**Stated goal**
Locate every line below that contains the word "black" and copy each of those lines. Uppercase and lowercase must match.

**Excerpts from a point labeling dataset**
——

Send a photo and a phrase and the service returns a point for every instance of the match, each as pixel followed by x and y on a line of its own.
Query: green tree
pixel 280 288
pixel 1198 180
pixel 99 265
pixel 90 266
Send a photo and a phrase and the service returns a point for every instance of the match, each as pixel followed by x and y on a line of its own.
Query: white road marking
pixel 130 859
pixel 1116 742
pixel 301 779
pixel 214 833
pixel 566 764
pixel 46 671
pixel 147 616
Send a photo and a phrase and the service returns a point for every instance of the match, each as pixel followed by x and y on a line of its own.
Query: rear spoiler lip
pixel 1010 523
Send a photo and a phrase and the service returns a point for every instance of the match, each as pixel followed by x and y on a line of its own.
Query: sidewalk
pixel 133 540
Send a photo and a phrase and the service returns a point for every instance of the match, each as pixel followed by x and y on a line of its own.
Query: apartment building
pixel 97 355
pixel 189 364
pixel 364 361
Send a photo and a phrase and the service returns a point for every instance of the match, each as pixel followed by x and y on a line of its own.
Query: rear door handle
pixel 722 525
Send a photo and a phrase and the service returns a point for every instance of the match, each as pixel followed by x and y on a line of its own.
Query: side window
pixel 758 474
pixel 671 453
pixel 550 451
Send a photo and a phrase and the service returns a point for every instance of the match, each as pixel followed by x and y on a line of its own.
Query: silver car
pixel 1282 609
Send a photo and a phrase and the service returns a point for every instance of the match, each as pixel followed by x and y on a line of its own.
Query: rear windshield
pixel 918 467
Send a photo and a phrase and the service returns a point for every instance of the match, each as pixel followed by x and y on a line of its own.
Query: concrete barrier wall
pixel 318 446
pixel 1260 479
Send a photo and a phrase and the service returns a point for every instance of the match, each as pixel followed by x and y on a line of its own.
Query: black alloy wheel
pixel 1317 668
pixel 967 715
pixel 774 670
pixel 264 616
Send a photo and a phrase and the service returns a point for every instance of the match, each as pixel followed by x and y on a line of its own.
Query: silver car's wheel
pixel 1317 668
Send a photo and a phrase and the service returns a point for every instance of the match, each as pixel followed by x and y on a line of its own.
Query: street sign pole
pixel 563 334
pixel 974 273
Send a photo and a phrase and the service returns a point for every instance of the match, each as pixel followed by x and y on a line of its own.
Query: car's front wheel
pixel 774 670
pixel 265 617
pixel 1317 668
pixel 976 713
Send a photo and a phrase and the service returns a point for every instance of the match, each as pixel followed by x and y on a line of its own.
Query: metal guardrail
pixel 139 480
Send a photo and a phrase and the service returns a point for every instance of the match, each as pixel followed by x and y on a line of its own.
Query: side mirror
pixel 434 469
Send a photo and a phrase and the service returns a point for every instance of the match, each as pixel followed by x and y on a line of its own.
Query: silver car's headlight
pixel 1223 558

——

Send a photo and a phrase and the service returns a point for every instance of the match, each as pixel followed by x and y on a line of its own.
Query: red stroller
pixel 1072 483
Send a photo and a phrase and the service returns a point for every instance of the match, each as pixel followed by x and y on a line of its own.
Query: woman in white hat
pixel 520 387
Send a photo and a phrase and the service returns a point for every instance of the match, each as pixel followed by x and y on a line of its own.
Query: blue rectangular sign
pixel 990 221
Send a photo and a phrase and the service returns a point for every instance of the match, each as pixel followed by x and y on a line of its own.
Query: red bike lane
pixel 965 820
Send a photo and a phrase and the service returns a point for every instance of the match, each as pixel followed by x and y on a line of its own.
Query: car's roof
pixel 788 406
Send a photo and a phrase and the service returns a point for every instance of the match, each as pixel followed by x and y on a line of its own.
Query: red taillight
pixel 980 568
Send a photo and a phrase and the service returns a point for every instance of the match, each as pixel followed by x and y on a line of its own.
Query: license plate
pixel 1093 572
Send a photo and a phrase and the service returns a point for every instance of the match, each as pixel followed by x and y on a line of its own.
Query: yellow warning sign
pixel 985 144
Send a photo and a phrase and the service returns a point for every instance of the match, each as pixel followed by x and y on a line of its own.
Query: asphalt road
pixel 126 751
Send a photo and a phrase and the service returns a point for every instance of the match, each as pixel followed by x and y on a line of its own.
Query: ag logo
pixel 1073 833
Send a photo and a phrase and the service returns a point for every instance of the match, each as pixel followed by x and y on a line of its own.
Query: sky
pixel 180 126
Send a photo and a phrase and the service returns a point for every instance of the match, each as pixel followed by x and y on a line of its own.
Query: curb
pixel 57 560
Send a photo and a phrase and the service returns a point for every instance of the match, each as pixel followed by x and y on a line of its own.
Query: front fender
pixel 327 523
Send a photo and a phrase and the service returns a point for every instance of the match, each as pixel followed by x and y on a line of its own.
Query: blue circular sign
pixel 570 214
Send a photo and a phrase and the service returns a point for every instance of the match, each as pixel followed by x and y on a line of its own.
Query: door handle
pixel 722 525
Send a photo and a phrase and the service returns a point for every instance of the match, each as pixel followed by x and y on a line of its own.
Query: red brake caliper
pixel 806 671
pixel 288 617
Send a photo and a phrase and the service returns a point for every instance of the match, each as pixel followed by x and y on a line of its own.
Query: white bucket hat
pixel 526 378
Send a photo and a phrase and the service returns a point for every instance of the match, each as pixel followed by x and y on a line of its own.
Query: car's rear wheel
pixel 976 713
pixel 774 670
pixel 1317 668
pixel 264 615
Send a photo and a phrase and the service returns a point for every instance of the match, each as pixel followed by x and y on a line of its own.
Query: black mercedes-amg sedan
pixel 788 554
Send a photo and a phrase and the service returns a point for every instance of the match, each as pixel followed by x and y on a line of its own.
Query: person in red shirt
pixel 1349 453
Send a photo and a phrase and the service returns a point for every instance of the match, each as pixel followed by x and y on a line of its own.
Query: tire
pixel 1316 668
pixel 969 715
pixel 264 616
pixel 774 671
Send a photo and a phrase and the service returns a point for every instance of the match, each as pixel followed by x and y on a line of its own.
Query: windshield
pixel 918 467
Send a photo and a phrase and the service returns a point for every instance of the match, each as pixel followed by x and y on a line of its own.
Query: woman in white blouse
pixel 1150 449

——

**Result for this exercise**
Query: black alloy wheel
Query: black mercedes-amg sedan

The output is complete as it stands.